Transcribe each record exactly. Omit the pictures.

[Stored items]

__________

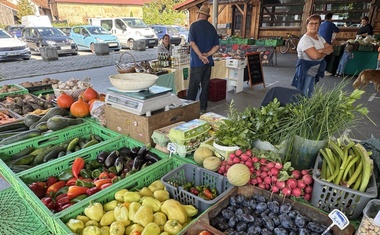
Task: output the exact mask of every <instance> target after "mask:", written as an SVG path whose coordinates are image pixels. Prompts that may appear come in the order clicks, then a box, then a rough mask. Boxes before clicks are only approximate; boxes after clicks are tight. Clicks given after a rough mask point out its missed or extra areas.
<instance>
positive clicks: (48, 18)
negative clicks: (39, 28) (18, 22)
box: [21, 15, 52, 27]
mask: <svg viewBox="0 0 380 235" xmlns="http://www.w3.org/2000/svg"><path fill="white" fill-rule="evenodd" d="M21 23H22V24H23V25H24V26H25V27H52V25H51V21H50V19H49V16H47V15H27V16H23V17H21Z"/></svg>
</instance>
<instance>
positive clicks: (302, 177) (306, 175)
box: [302, 174, 314, 184]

__________

## Solution to this problem
Task: output the exact mask of every <instance> target after "mask:", written as an SVG path whose coordinates are image pixels. Prompts that may appear come in the order clicks, then a box, then a rough mask. Boxes before clicks are only approximate; boxes after clicks are tight. Clicks given after a rough mask point out its missed or extra areas.
<instance>
positive clicks: (48, 18)
negative clicks: (39, 28) (18, 22)
box: [21, 15, 52, 27]
mask: <svg viewBox="0 0 380 235" xmlns="http://www.w3.org/2000/svg"><path fill="white" fill-rule="evenodd" d="M21 23H22V24H23V25H24V26H25V27H52V25H51V21H50V19H49V16H47V15H27V16H23V17H21Z"/></svg>
</instance>
<instance>
positive clicks: (302, 177) (306, 175)
box: [302, 174, 314, 184]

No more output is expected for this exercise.